BEGIN SUPPLIED RECORDS

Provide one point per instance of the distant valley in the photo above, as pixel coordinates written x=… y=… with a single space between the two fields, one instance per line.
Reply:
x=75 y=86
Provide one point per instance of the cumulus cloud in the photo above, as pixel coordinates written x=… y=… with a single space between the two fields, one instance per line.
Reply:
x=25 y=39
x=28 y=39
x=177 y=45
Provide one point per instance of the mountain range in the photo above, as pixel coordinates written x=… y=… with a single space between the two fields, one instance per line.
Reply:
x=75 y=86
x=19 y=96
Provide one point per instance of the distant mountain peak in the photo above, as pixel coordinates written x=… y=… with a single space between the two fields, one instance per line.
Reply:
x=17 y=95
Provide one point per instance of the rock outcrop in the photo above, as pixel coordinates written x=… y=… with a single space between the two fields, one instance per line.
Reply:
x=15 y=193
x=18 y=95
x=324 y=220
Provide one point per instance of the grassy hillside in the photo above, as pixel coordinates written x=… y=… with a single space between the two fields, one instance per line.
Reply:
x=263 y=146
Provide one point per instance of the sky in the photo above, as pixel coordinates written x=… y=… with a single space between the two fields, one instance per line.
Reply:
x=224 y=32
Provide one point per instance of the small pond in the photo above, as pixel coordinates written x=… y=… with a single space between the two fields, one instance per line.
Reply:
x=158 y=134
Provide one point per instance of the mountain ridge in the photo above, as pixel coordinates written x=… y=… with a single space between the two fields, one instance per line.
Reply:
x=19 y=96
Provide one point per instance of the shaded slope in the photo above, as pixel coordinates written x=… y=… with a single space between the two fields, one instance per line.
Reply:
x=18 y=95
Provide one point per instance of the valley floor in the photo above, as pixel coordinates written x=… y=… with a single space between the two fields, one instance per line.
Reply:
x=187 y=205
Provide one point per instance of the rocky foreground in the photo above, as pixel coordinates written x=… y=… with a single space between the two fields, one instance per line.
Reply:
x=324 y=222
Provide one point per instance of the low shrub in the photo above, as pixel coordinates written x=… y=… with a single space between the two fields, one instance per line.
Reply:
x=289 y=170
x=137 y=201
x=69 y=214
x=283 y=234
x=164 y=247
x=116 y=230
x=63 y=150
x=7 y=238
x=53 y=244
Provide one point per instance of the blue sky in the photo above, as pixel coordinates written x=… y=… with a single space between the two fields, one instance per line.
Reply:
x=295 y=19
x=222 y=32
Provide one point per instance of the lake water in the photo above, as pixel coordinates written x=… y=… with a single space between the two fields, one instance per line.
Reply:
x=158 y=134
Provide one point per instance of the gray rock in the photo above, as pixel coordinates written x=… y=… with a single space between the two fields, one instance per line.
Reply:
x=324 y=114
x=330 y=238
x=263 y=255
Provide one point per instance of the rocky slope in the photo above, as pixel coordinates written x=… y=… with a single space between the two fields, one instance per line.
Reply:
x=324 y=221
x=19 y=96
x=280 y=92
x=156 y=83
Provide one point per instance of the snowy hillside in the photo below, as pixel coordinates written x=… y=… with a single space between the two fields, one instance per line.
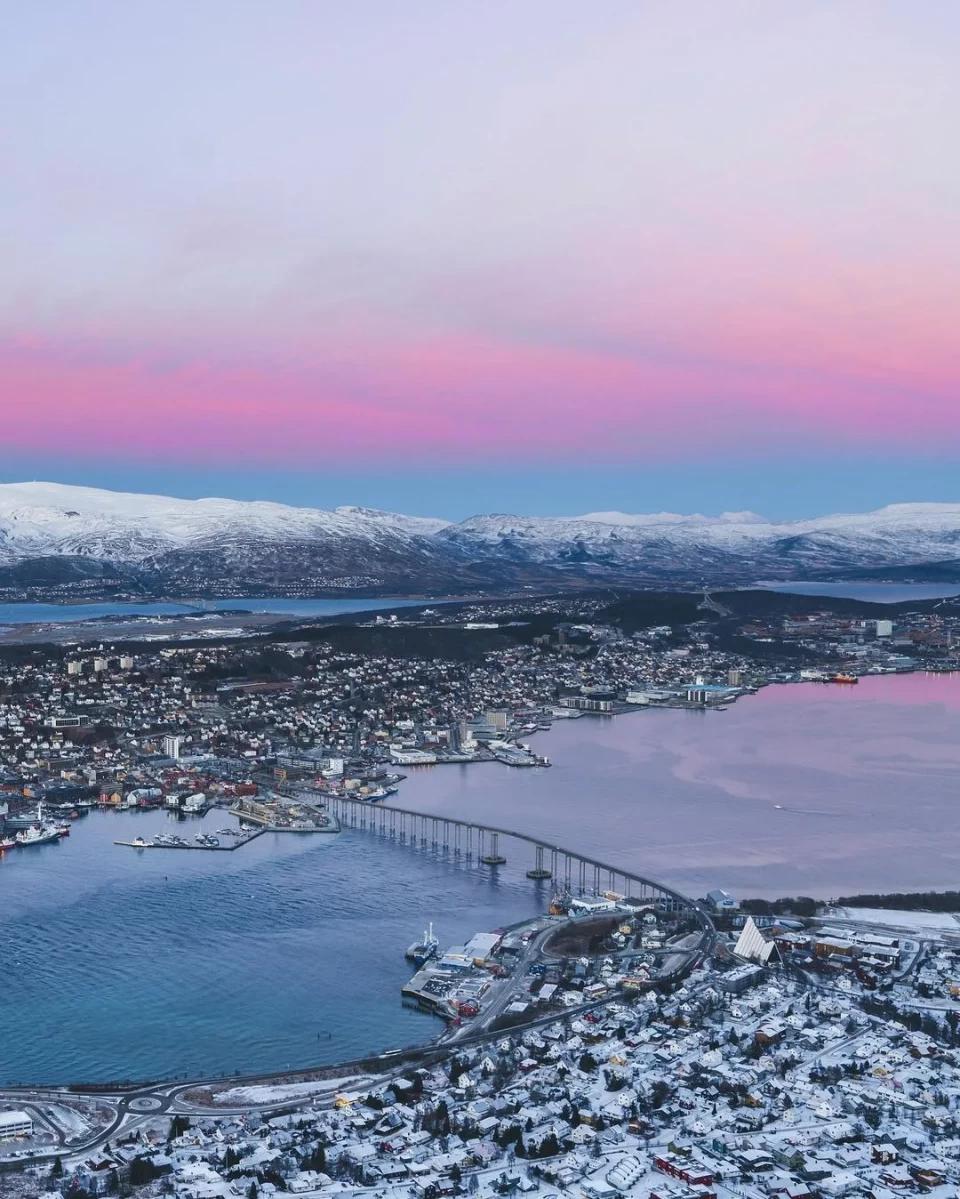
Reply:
x=164 y=542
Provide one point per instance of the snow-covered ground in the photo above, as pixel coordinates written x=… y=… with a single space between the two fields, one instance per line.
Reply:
x=916 y=921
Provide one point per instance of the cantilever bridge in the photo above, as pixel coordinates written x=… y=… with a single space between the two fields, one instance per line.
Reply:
x=469 y=841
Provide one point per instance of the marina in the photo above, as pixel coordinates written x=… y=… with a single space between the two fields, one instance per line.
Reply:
x=660 y=793
x=200 y=842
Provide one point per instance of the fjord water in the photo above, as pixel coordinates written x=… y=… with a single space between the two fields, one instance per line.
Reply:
x=145 y=964
x=289 y=951
x=808 y=788
x=59 y=613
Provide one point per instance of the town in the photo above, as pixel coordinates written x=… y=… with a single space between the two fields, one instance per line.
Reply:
x=626 y=1042
x=797 y=1058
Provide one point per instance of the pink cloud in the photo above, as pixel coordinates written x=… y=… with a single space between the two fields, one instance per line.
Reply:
x=447 y=399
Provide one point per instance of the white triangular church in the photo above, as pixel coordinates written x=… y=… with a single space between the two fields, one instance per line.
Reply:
x=753 y=945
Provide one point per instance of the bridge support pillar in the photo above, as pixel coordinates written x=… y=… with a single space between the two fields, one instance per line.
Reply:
x=539 y=871
x=494 y=857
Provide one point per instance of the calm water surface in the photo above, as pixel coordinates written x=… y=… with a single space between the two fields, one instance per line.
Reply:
x=874 y=592
x=148 y=964
x=58 y=613
x=867 y=779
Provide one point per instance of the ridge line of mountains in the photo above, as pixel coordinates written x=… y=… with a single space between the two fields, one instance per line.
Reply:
x=91 y=541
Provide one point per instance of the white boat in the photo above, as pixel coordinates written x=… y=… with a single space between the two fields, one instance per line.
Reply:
x=40 y=835
x=427 y=947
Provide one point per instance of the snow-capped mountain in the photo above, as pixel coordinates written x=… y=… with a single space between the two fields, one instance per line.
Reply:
x=62 y=535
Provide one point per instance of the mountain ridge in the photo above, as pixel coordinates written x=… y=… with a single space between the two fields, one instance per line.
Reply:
x=156 y=542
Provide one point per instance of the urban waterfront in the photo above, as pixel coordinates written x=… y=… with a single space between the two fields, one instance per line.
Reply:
x=290 y=950
x=798 y=789
x=59 y=613
x=155 y=963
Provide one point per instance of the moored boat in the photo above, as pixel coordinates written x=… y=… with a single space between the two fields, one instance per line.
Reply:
x=427 y=947
x=40 y=835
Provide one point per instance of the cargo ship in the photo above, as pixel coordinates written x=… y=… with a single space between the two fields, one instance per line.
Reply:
x=38 y=836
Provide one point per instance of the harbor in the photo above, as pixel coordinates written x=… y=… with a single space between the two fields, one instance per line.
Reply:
x=227 y=842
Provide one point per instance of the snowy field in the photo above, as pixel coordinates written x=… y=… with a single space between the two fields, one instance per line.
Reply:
x=916 y=921
x=239 y=1096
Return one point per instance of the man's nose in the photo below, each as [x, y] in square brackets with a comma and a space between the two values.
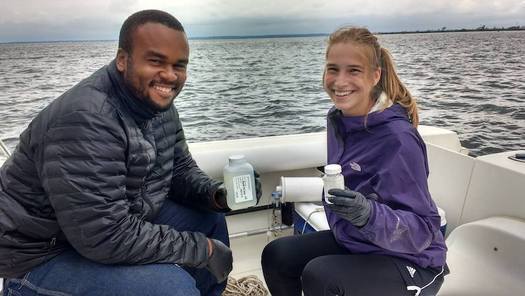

END SUPPLIED RECORDS

**ABOUT THIS EXERCISE**.
Copy out all the lines of the records that include "boat".

**ANSWER BOX**.
Provide one point per instance of the white boat in the photo above, as pixel coordinates written x=… y=… with a single space between the two fields, one instance per line.
Provide one point per instance of the moored boat in the photo above, as pixel coordinates written x=… y=… with a single space between the two fields, one instance per line.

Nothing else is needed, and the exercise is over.